» **WRITTEN TASK**:
Print every one of the following rows verbatim, with no changes.

Extracted data entries:
** start **
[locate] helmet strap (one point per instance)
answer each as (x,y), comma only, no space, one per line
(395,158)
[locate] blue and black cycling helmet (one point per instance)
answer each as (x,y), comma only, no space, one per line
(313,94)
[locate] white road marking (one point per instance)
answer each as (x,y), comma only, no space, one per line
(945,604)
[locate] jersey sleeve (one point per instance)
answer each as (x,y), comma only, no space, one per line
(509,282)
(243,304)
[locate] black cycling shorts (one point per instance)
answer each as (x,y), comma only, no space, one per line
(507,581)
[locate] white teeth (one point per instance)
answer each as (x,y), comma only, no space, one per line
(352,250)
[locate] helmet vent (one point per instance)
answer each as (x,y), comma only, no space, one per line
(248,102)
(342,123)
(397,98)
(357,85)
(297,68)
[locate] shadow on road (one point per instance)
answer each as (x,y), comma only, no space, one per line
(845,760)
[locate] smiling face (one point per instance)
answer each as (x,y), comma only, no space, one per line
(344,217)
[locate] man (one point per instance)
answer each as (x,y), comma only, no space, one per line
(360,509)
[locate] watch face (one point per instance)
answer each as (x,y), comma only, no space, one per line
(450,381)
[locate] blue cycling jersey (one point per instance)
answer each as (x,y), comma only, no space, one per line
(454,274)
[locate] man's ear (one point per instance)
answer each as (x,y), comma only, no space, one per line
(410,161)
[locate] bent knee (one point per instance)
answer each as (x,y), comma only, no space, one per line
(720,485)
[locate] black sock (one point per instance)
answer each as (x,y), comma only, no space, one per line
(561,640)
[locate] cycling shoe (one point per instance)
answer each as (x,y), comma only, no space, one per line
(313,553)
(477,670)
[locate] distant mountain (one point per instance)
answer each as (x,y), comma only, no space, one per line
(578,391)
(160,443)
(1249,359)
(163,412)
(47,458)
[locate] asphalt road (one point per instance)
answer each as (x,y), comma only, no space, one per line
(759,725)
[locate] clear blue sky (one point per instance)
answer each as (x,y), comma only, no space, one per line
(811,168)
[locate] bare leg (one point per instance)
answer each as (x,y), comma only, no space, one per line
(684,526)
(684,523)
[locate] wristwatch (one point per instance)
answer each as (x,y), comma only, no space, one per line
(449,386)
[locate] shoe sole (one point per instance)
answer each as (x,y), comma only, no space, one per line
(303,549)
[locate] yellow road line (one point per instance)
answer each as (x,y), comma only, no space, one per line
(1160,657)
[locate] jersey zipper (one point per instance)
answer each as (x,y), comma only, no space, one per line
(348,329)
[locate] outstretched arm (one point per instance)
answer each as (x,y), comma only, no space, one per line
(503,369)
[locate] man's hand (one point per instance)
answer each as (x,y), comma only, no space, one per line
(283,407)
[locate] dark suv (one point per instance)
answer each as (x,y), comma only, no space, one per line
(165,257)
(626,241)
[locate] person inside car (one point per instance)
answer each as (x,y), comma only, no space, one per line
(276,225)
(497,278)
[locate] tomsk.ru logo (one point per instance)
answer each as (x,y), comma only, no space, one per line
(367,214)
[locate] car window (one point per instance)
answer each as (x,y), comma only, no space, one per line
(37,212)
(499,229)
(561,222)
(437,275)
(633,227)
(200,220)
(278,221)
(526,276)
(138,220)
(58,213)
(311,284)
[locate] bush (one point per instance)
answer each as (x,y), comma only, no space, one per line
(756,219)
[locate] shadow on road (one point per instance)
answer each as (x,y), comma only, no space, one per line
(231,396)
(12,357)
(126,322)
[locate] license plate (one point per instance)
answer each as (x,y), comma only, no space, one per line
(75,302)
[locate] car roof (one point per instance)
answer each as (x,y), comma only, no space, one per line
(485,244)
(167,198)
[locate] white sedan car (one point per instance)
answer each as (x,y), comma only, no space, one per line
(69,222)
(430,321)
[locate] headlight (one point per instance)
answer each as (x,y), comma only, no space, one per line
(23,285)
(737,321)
** end **
» **EXERCISE ANSWER**:
[locate] helmet strap (one point per instance)
answer each as (x,y), comma only, no space, one per line
(395,158)
[locate] blue and black cycling helmet (one point per instance)
answer each as (x,y), comma only, no space, one per line
(313,94)
[locate] white road marking (one point per instance)
answer each as (x,y), comma only, no space, one per line
(945,604)
[locate] jersey sleeve (one point per instance)
answer each as (x,y), comma only, no space, one per line
(509,282)
(243,304)
[locate] black cycling shorts (one point per instance)
answer each as (x,y), comma only, no space, one per line
(507,581)
[locate] white teeth (one point per instance)
answer each as (x,y), comma only, no space, one per line
(352,250)
[locate] helmet vent (one point per instance)
answer each as (x,y), comma only, no space, one per line
(248,102)
(342,123)
(397,98)
(357,85)
(297,68)
[locate] shadow on road (one point per instance)
answer each as (x,y), comma only, no space, one per line
(845,760)
[locate] smiling face (one point per instance)
answer each as (x,y), comma only, no space, one per line
(344,217)
[locate] man (one point per instance)
answer each as (x,y), comma only, no space, one per line
(360,509)
[locate] watch face (one point per instance)
answer each as (x,y), comma only, no space, one per line
(450,381)
[locate] blue cycling jersey (one point per instance)
answer each as (x,y), comma only, no space, one per line
(454,274)
[locate] man's ear (one point per instance)
answer each as (x,y), comma only, no space, one per line
(410,161)
[locate] bent knee (one point per instance)
answer each as (x,y), comma only, no space, one per line
(720,485)
[locate] black sock (one point per instance)
answer each as (x,y), comma only, no space, one per line
(561,640)
[locate] cycling shoe (one point per instance)
answer each as (x,y), comma only, no space, one per line
(313,553)
(477,670)
[locate] distant mountain (one point per instance)
answer each as (x,y), comma only, no space, one per line
(578,391)
(160,443)
(1249,359)
(163,412)
(47,458)
[locate] asphalt road (one point per instance)
answer each as (x,y), comma only, no space, one per line
(759,725)
[locate] clear blue sky (one point per instance)
answer each as (x,y), comma only, no space, one per line
(811,168)
[locate] bare leg (one point per instance)
answer each as (x,y), comma only, no space, one per line
(684,526)
(684,523)
[locate] wristwatch (one point per instance)
answer each as (x,y), comma only, no space, one per line
(449,386)
[locate] shoe sole (one point per instance)
answer each as (x,y), comma only, no space, one per line
(303,549)
[locate] yellow road line (one point per instance)
answer each as (x,y), comma only, no space, one per line
(1160,657)
[locate] jersey zipper (one point per instance)
answer each as (x,y), comma only, no space, one per line
(348,329)
[locate] outstretched arm (one point per instance)
answer each as (x,y), comma only, no space, one per line
(503,369)
[locate] man's hand (one point per instance)
answer each as (x,y), comma only, no space, one per line
(283,407)
[locate] dark suv (one point per instance)
answer each as (x,y), comma only, no space, one per line
(165,257)
(626,241)
[locate] person inside car (one point per instance)
answer each as (x,y), comma only, no space, one per line
(276,225)
(497,278)
[locate] tomsk.ru logo (one point per instance)
answer each as (x,y), comma only, no space, one per line
(367,214)
[locate] car window (one point per instance)
answer each as (x,y), comma only, no space, one per line
(37,212)
(499,229)
(561,222)
(437,275)
(633,227)
(200,220)
(278,221)
(526,276)
(138,220)
(58,213)
(311,284)
[locate] bush (one point per instance)
answer each as (x,y), comma only, no space, one per line
(756,219)
[locate] shadow on road (one point per instance)
answer each as (x,y), comma only, no space, one per line
(231,396)
(12,357)
(126,322)
[locate] license plate (one point per instance)
answer each as (x,y), comma only, no space, one per line
(75,302)
[locate] car roof (one point per instance)
answer each as (x,y), comma only, no space, one per line
(485,244)
(167,198)
[locate] white sedan car (one point per instance)
answer each as (x,y), comma only, no space, one per line
(69,222)
(430,321)
[locate] headlight (one point per instance)
answer each as (x,y), comma only, no space, one per line
(23,285)
(737,321)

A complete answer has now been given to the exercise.